++++ Text passage ++++
Saint Paschasius Radbertus was born in the region of Soissons and was raised in a women's monastery there by Theodrada, sister of Adalard and Wala of Corbie and cousin of Charlemagne. He entered as a monk in the nearby Benedictine monastery of Corbie, assisted the founding of Corvey in Saxony in 822, and was ordained deacon. He was elected abbot of Corbie in 844. An active church leader, St Radbertus attended the councils of Paris (847) and Quierzy (849), where he signed the condemnation of Gottschalk.
Following a dispute in the abbey of Corbie, he resigned the abbacy and moved to Saint Riguier (Centula) in 851, but returned to Corbie before his death.
Among his works, those that provide explicitly Marian content are: Sanctae Mariae Libellus de Nativitate, De partu Virginis; and three homilies on the Assumption. He is most famous today for De corpore et sanguine Domini, the first Latin treatise on eucharistic theology. The work was written (831) for the Saxon novices of Corvey and revised (844) for Charles the Bald. The second edition is in direct response to his fellow monk, Ratramnus, as is the defense of Mary's perpetual virginity in De partu Virginis.
++++ Given information ++++
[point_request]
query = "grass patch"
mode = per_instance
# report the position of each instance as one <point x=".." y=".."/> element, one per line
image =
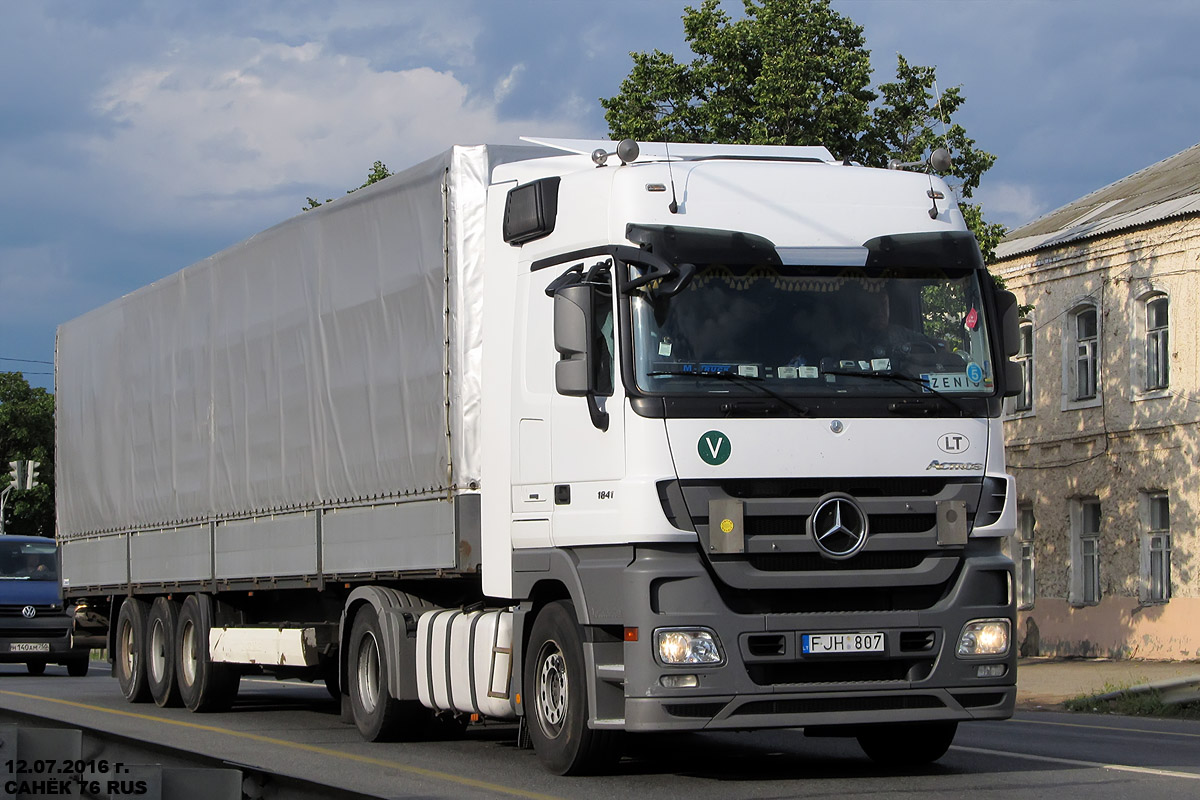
<point x="1143" y="704"/>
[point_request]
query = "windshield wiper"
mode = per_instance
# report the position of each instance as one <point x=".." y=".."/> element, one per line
<point x="747" y="380"/>
<point x="904" y="380"/>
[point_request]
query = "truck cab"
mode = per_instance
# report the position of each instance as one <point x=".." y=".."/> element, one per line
<point x="35" y="625"/>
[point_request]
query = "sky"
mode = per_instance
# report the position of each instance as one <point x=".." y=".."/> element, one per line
<point x="137" y="138"/>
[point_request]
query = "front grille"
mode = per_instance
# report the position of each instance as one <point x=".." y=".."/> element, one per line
<point x="840" y="672"/>
<point x="841" y="704"/>
<point x="27" y="632"/>
<point x="16" y="611"/>
<point x="979" y="701"/>
<point x="797" y="525"/>
<point x="834" y="600"/>
<point x="694" y="710"/>
<point x="815" y="487"/>
<point x="816" y="563"/>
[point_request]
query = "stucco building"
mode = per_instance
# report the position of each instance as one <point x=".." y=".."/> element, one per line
<point x="1105" y="439"/>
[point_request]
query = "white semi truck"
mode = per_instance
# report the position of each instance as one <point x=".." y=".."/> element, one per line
<point x="601" y="438"/>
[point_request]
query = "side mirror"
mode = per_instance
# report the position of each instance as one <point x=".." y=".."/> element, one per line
++++
# Instructions:
**A.** List, in chronological order, every distinct year mentioned in the passage on Paschasius Radbertus.
**B.** According to the passage on Paschasius Radbertus, for whom was De corpore et sanguine Domini revised in 844?
**C.** Carry on the passage on Paschasius Radbertus from its final sentence.
None of the data is needed here.

# Results of the exercise:
**A.** 822, 831, 844, 847, 849, 851

**B.** Charles the Bald

**C.**
The most popular work of Paschasius Radbertus in medieval France was Cogitis me, a letter on the Assumption of the Virgin Mary written under the name of Jerome. In other sermons on the Assumption and in his life of the Virgin Mary, Radbertus shows the importance of the influence of apocryphal literature, such as the Protevangelium of James, on the development of medical Christian thought.
Taken from Paschasius Radbertus, E. Ann Matter Editions, Turnhout, Brepols, 1969.